• _TASK BRIEF_:
Repeat exactly, and only, the lines of the material below from the one that contains "of the fuselage." through its final line.

• _EXERCISE INPUTS_:
--- START ---
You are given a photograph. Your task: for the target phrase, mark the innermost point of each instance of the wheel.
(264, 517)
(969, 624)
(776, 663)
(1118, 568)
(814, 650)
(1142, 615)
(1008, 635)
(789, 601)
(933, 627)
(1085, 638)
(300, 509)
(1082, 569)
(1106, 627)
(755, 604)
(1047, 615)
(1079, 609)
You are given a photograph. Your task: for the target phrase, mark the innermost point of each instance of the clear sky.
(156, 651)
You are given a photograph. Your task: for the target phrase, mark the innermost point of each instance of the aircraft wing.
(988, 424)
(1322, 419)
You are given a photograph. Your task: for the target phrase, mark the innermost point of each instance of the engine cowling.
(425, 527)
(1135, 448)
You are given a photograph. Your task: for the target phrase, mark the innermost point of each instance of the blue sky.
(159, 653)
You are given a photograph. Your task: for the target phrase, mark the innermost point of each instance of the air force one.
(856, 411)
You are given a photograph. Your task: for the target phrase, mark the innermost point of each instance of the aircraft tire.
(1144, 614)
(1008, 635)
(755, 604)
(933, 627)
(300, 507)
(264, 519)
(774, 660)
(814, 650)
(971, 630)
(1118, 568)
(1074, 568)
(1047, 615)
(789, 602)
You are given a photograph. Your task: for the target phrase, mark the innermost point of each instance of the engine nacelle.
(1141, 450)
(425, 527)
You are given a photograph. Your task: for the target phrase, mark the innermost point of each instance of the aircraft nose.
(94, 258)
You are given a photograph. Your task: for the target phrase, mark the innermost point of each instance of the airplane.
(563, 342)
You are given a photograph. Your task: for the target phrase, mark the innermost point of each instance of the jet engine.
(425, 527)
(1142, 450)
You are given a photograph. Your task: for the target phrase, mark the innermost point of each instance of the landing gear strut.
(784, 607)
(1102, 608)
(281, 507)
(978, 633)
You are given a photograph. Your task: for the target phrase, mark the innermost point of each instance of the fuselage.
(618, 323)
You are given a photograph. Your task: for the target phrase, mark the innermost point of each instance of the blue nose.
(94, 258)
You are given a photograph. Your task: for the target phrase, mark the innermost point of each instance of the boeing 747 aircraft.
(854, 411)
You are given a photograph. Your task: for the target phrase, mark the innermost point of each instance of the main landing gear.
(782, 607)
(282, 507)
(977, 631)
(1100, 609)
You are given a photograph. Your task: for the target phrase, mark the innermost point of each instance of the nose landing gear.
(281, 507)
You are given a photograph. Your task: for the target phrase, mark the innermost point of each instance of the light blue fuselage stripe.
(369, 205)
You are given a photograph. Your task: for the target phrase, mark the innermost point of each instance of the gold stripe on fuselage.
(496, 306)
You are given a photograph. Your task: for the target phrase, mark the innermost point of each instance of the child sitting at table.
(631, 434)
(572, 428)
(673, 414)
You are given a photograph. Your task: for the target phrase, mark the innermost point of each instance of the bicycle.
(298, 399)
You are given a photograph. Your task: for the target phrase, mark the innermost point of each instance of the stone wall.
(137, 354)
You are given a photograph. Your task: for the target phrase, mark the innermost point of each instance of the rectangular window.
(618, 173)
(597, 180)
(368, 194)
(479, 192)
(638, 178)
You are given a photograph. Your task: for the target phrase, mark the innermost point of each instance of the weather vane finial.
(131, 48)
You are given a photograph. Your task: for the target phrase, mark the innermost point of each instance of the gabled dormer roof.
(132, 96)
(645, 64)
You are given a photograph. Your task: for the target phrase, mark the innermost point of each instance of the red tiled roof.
--- END ---
• _ANSWER SECTION_:
You are given a photograph. Your task: for the target phrase, mark the innermost point of each instance of the fuselage.
(618, 323)
You are given a photograph. Your task: for the target phrase, mark the innermost point of each instance of the blue nose.
(94, 258)
You are given a photograph. Your task: for the target phrase, mark the innermost point of each instance of the boeing 747 aircraft.
(854, 411)
You are given a photograph. Your task: for the target phrase, mark the innermost point of each instance of the main landing gear.
(782, 607)
(282, 507)
(977, 631)
(1100, 609)
You are given a photograph. Your task: for the target phrase, mark the innermost point of each instance of the nose landing gear.
(281, 507)
You are given a photograph. Your task: for the target phrase, mark the innermost point of each instance of the light blue fuselage stripe.
(369, 205)
You are given a photograph. Your task: for the target phrase, mark the innermost point of each instance of the gold stripe on fuselage.
(496, 306)
You are given a photograph. Your task: for the target phrase, mark the innermost point of each instance of the child sitting at table.
(631, 434)
(572, 428)
(673, 414)
You are given a photograph. Your task: for the target phrase, mark the innermost point of each instance of the bicycle.
(298, 399)
You are given a photograph. Your task: for the target phrase, mark the innermost point of each instance of the stone wall.
(137, 354)
You are given a photograph. Your task: for the target phrase, mark the innermost point of each instance of the rectangular window.
(618, 173)
(597, 180)
(368, 194)
(479, 192)
(638, 178)
You are given a photograph. Your task: for the target phrase, mark the innermost point of each instance of the weather vane finial.
(131, 48)
You are given a photograph. Your task: for the target phrase, mark the innermost point of each instance of the gabled dormer roof.
(132, 96)
(645, 64)
You are given a photograph. Your task: for the target phrase, mark the innermost point of each instance of the red tiled roof.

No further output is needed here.